§ PROMPT 1: In the passage on fluorescent lighting, what typically offsets the higher initial cost of a fluorescent lamp?

§ READING PASSAGE:
:::::

Fluorescent lighting is now in common use in homes, offices, hallways, stairways and public areas for providing illumination. A fluorescent lamp converts electrical power into useful light more efficiently than an incandescent lamp. Lower energy cost typically offsets the higher initial cost of the lamp.
While larger fluorescent lamps have been mostly used in commercial or institutional buildings, the compact fluorescent lamp is now available in the same popular sizes as incandescents and is used as an energy-saving alternative in homes. These lights can be operated at greatly reduced costs when compared to incandescent lights. Also, fluorescent tubes and bulbs provide even distribution of light without glare.
Light generally shines in all directions from a light source. Thus light emitted by a fluorescent tube or bulb tends to be emitted in all directions. This type of light is that the light emitted by the bulbs is often misdirected so that it never reaches the area where the illumination is desired. Thus, when it is mounted on a ceiling, a fluorescent tube or bulb radiates light upwardly where it is wasted. This happens in several ways. For example, light emitted by a fluorescent tube or bulb may be reflected back into the same tube or bulb, or the light may not be reflected at all and simply be emitted in a direction where no illumination is desired.
Again use of more artificial illumination than required is expensive and energy-intensive. Over-illumination is the presence of lighting intensity (illuminance) beyond that required for a specified activity. Over-illumination can contribute to light pollution, where stray light illuminates the outdoors or others' property, where it is unwanted.
The reflector or enhancer had thus found favor where the choices of artificial light provided poor illumination compared to modern electric lighting. Light reflectors or enhancers have long been used to bounce light off of a reflective surface. Thus light reflectors or enhancers have successfully been used for years to provide light in a desired area. Reflectors or enhancers have been used primarily to collect the wasted light and direct it downwardly towards the area to be lighted to increase the illumination efficiency of the light source. If light shining in all directions from a light source is not useful, a reflective surface can be employed to reflect light from a direction in which it is not useful and projected towards a direction in which the light is useful. An ideal reflector or enhancer should be capable of collecting all the light emitted upwards by the source, direct it accordingly within the lateral boundaries of the area to be lighted. In this way, light reflectors or enhancers increase the amount of light shining in a desired direction.
However, the problems posed by such reflectors or enhancers known in the field are many because of several factors such as the specific geometry of the reflector body, the reflectivity of the surface of the reflectors or enhancers, ability to withstand high temperatures, costs, finishes used on the reflector surface, etc.

:::::

§ RAW RECORDS:
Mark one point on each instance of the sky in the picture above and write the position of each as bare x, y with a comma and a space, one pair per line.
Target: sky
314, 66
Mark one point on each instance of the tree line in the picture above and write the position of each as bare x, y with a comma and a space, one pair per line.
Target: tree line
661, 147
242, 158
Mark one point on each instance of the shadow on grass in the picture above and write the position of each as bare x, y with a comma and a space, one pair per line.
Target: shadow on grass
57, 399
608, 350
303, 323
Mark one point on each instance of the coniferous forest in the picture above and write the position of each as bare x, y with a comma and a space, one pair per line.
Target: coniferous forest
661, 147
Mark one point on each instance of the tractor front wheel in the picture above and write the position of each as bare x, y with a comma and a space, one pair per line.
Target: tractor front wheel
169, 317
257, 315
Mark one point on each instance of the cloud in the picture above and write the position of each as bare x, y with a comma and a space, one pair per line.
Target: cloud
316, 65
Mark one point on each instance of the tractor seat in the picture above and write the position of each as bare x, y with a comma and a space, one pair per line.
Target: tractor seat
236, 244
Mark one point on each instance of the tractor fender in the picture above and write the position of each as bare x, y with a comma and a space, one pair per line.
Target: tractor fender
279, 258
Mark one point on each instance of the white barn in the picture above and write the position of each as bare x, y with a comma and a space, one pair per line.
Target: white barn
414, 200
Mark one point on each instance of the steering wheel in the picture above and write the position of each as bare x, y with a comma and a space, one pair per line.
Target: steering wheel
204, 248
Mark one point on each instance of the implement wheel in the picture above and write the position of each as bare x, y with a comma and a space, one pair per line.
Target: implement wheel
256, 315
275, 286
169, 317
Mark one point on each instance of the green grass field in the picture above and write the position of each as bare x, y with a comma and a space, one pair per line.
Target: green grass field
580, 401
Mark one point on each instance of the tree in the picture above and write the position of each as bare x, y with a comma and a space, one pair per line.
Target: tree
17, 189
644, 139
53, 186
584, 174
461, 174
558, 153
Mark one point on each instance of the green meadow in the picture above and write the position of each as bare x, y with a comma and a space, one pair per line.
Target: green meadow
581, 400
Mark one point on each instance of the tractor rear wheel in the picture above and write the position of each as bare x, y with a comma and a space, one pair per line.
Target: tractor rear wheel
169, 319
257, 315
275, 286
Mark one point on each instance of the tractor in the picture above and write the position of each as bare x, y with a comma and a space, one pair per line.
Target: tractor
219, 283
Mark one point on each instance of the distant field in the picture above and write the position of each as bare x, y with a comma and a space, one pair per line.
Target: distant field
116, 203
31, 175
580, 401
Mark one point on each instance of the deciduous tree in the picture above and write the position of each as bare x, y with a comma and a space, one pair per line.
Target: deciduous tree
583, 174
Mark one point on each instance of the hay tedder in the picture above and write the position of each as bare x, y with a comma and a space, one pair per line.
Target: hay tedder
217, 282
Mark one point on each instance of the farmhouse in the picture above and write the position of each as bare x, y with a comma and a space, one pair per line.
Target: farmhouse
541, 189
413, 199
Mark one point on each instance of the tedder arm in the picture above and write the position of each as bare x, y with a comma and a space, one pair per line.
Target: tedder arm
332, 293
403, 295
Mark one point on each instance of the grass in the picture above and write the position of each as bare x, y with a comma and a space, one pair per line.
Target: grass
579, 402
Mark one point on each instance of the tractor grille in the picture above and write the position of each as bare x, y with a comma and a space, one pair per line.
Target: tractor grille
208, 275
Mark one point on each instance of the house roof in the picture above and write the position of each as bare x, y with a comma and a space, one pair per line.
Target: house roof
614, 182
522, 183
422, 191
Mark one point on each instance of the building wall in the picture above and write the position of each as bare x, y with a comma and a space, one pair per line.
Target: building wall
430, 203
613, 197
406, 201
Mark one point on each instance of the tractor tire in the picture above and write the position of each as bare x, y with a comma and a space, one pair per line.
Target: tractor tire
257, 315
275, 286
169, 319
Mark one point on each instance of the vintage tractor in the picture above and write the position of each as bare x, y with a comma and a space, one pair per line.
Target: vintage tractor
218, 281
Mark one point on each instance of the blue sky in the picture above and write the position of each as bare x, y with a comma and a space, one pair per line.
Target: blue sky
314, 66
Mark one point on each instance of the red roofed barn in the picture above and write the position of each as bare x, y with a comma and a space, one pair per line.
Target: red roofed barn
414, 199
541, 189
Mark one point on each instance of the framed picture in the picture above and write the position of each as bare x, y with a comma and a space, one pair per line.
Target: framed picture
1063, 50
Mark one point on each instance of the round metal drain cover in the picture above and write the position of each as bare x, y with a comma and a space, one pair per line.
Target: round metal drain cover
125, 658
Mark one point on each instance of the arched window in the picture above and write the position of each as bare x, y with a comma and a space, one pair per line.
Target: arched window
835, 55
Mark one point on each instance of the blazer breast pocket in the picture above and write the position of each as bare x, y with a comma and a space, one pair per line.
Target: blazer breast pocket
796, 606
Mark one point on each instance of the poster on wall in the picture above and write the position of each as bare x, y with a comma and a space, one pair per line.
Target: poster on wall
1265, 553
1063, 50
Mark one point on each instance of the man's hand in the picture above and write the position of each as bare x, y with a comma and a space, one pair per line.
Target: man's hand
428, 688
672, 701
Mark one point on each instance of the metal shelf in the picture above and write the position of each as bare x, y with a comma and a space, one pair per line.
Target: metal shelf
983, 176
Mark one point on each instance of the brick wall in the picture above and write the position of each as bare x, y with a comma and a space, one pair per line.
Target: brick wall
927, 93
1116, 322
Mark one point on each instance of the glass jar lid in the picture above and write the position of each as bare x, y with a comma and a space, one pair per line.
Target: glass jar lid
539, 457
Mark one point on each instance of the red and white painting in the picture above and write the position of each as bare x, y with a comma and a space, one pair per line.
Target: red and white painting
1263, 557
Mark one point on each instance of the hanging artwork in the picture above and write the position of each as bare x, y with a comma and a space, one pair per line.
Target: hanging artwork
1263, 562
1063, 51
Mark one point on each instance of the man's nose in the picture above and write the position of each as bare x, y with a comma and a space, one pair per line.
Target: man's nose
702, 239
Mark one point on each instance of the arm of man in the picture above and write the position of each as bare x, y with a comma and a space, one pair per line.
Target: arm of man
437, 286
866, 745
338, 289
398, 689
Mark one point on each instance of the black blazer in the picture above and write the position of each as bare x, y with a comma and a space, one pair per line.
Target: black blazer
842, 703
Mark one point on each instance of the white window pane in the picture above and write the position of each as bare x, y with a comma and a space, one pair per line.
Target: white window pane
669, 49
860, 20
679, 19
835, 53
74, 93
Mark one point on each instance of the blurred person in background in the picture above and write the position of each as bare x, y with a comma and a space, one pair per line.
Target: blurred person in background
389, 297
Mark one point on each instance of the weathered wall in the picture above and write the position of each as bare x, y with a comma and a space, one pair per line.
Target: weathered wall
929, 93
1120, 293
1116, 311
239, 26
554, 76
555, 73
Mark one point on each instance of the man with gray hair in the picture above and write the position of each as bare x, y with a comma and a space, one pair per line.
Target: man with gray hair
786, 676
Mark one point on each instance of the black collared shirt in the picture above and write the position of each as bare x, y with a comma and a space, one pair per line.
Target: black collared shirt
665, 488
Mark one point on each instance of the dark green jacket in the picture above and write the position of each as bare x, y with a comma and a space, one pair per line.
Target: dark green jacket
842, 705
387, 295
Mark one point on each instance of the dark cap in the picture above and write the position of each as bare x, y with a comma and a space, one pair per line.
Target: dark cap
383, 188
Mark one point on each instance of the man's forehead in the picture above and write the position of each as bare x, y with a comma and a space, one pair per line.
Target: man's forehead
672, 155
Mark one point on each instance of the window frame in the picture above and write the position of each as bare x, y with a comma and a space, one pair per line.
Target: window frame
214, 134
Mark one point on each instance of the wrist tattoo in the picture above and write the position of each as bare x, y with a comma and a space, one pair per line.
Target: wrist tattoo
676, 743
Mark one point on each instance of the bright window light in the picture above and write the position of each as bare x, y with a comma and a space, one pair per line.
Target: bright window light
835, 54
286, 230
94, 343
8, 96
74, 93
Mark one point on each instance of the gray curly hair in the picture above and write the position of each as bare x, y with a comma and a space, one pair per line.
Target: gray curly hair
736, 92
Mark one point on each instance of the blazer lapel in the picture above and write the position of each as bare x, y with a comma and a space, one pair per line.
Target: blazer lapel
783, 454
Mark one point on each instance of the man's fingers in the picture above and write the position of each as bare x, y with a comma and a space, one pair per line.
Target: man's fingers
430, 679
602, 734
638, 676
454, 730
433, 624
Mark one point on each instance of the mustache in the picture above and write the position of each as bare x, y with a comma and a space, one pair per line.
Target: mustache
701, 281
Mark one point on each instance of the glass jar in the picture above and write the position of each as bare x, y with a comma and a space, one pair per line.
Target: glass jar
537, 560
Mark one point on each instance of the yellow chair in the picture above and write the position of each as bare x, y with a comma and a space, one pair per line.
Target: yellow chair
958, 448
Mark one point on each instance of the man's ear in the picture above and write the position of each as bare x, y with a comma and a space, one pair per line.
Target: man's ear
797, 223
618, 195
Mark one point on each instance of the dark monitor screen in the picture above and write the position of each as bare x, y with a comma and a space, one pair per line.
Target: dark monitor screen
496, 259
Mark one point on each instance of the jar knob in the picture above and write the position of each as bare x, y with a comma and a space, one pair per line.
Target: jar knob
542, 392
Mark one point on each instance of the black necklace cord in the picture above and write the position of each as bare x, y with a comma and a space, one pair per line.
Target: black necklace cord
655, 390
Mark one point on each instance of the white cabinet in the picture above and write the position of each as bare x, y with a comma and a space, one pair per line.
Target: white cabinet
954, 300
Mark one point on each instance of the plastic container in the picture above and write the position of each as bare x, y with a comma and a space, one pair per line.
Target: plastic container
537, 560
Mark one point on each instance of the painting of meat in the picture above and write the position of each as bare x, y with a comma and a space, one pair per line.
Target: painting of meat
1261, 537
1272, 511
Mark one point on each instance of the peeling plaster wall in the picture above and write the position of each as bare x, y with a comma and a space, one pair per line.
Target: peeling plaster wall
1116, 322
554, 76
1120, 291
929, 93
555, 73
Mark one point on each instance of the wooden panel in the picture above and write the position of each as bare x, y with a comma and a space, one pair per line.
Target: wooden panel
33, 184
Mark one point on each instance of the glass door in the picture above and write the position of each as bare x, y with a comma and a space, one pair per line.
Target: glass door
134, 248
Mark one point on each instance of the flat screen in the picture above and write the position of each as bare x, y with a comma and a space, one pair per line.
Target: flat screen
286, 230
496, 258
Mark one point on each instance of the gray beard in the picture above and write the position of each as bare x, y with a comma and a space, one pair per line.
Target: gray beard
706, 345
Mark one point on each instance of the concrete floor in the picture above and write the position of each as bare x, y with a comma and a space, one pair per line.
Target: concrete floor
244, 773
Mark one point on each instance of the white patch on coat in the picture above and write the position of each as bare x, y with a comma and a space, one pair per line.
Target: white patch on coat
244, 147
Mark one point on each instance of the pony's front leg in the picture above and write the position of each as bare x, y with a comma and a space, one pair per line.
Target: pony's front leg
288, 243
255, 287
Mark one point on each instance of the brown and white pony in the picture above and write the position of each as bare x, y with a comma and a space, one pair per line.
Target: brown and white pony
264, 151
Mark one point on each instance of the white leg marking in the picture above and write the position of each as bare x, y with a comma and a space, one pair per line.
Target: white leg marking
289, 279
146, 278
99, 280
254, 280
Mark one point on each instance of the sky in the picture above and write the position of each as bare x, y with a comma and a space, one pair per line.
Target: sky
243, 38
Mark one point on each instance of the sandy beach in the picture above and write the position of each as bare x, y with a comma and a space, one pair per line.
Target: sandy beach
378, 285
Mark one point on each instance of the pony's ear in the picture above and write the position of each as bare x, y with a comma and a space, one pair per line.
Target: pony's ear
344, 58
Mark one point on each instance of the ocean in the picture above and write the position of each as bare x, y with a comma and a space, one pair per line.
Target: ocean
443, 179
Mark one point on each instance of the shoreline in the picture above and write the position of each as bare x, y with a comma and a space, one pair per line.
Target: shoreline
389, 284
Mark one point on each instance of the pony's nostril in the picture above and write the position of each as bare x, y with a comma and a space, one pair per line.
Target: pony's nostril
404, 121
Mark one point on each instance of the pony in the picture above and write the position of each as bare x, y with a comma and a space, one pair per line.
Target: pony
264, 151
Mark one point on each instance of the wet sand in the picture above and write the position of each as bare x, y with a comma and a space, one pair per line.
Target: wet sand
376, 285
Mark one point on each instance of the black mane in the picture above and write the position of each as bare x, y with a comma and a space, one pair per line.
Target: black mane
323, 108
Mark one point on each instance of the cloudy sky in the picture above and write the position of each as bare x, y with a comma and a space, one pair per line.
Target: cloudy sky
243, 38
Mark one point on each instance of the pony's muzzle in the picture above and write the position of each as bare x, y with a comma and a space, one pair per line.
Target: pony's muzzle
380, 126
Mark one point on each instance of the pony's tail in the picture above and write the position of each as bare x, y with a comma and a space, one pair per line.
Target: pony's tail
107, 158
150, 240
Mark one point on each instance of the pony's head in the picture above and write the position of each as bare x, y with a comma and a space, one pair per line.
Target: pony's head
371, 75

:::::

§ PROMPT 2: Put the entries from the line containing "Mark one point on each instance of the pony's muzzle" through the last line of the entries, inclusive, into a Markdown table. Use the columns Row and Line, number each row, and leave out blank lines.

§ COMPLETE RESPONSE 1: Lower energy cost.

§ COMPLETE RESPONSE 2:
| Row | Line |
|---|---|
| 1 | Mark one point on each instance of the pony's muzzle in the picture above and write the position of each as bare x, y with a comma and a space, one pair per line. |
| 2 | Target: pony's muzzle |
| 3 | 380, 126 |
| 4 | Mark one point on each instance of the pony's tail in the picture above and write the position of each as bare x, y with a comma and a space, one pair per line. |
| 5 | Target: pony's tail |
| 6 | 107, 158 |
| 7 | 150, 240 |
| 8 | Mark one point on each instance of the pony's head in the picture above and write the position of each as bare x, y with a comma and a space, one pair per line. |
| 9 | Target: pony's head |
| 10 | 371, 75 |